╭─ Task inputs

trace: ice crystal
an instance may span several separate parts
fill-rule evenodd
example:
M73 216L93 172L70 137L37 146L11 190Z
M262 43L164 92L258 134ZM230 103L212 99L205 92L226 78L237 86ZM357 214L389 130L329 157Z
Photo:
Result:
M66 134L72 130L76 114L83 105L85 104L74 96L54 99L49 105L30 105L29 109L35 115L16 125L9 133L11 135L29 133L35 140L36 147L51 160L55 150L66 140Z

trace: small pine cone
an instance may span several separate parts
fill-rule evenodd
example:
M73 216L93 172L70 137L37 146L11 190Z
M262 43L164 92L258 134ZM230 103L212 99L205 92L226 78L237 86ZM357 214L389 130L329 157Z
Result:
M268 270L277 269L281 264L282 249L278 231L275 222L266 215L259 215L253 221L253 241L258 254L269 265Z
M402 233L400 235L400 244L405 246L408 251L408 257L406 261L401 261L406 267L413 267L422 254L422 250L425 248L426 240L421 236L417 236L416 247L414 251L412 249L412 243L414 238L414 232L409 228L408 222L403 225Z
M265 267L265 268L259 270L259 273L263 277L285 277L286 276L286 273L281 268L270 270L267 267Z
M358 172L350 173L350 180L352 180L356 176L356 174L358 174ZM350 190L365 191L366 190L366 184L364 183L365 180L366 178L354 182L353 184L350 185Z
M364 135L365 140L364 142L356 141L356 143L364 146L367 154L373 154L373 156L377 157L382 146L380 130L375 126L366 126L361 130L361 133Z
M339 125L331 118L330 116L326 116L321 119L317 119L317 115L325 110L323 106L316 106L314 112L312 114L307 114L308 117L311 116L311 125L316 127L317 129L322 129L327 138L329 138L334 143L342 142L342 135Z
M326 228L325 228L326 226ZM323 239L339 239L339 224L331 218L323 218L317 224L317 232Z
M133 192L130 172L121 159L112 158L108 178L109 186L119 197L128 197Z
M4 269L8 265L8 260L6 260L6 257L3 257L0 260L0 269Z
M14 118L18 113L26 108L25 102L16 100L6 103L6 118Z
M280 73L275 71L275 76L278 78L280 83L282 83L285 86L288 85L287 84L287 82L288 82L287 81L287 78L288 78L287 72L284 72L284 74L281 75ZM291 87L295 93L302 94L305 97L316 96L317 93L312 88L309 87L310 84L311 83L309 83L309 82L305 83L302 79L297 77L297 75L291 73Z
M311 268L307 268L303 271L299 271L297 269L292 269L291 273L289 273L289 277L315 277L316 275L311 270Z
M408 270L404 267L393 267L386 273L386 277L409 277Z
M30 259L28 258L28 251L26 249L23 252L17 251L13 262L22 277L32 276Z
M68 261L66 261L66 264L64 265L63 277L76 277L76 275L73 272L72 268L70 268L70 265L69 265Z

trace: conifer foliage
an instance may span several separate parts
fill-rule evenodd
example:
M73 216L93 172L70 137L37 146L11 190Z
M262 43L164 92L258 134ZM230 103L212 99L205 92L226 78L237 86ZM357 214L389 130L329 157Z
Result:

╰─

**Exercise objective:**
Could you give every entry again, exactly as written?

**Completed exercise:**
trace: ice crystal
an instance may span several separate parts
fill-rule evenodd
example:
M73 216L93 172L70 137L37 146L11 190Z
M262 43L164 92L258 134ZM230 103L212 99L205 92L226 78L237 86ZM357 214L389 130L329 157Z
Photo:
Result:
M66 134L72 130L76 114L83 105L85 104L74 96L54 99L49 105L30 105L29 109L35 115L16 125L9 133L11 135L29 133L35 140L36 147L51 160L55 150L66 140Z

trace: small pine cone
an instance may span several separate parts
fill-rule evenodd
example:
M73 216L93 172L70 137L37 146L11 190Z
M262 43L164 92L258 134ZM230 103L212 99L205 92L226 78L237 86ZM357 214L389 130L329 157Z
Result:
M268 270L277 269L281 264L282 249L278 231L275 222L266 215L259 215L253 221L253 241L258 254L269 265Z
M402 233L400 235L400 244L405 246L408 251L408 257L406 261L401 261L406 267L413 267L422 254L422 250L425 248L426 240L421 236L417 236L416 247L414 251L412 249L412 243L414 238L414 232L409 228L408 222L403 225Z
M265 267L265 268L259 270L259 273L263 277L285 277L286 276L286 273L281 268L270 270L267 267Z
M358 172L350 173L350 180L352 180L356 176L356 174L358 174ZM350 190L365 191L366 190L366 184L364 183L365 180L366 178L354 182L353 184L350 185Z
M364 135L365 140L364 142L356 141L356 143L364 146L367 154L373 154L373 156L377 157L382 146L380 130L375 126L366 126L361 130L361 133Z
M339 125L331 118L330 116L326 116L321 119L317 119L317 115L325 110L323 106L316 106L314 112L312 114L307 114L308 117L311 116L311 125L316 127L317 129L322 129L327 138L329 138L334 143L342 142L342 135Z
M326 228L325 228L326 226ZM323 239L339 239L339 224L331 218L323 218L317 224L317 232Z
M133 192L130 172L121 159L112 158L108 178L109 186L119 197L128 197Z
M4 269L8 265L8 260L6 260L6 257L3 257L0 260L0 269Z
M14 118L18 113L26 108L25 102L16 100L6 103L6 118Z
M280 73L275 71L275 76L278 78L280 83L282 83L285 86L288 85L287 84L287 82L288 82L287 81L287 78L288 78L287 72L284 72L284 74L281 75ZM291 87L295 93L302 94L305 97L316 96L317 93L312 88L309 87L310 84L311 83L309 83L309 82L305 83L302 79L297 77L297 75L291 73Z
M311 268L307 268L303 271L299 271L297 269L292 269L291 273L289 273L289 277L315 277L316 275L311 270Z
M408 270L404 267L393 267L386 273L386 277L409 277Z
M30 259L28 258L28 251L26 249L23 252L17 251L13 262L22 277L32 276Z
M68 261L66 261L66 264L64 265L63 277L76 277L76 275L73 272L72 268L70 268L70 265L69 265Z

trace: conifer foliage
an instance may span several separate parts
fill-rule evenodd
example:
M73 216L93 172L70 137L37 146L11 190Z
M262 43L164 92L258 134ZM230 103L212 99L205 92L226 78L237 86ZM357 214L389 130L329 157Z
Result:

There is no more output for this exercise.